Task brief:
Extract the records below word for word and ignore the images.

Records provided:
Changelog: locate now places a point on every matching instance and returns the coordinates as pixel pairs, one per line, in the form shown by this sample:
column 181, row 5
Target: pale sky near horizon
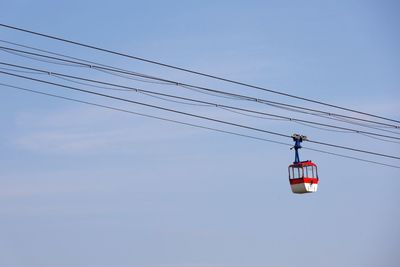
column 84, row 186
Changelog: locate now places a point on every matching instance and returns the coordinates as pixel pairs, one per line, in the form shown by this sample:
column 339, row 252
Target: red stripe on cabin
column 304, row 180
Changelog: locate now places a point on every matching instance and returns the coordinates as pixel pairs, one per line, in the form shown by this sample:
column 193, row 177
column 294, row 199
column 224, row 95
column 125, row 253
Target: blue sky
column 83, row 186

Finished exercise:
Changelog: locate now places a point on every matching instance and returns the coordinates as pixel pairs, one per line, in the form shown by this sample:
column 181, row 5
Target: pale sky near horizon
column 84, row 186
Changelog: locate now places a point on every matching instance and returns the coordinates as pixel pairs, one per line, in the form shown by this sample:
column 339, row 252
Target: red stripe on cabin
column 304, row 180
Changelog: locate now places a point on every matching instance and returns the coordinates as pixel pairs, one per line, in the form shown by this sample:
column 193, row 177
column 294, row 199
column 224, row 95
column 125, row 253
Target: blue sky
column 83, row 186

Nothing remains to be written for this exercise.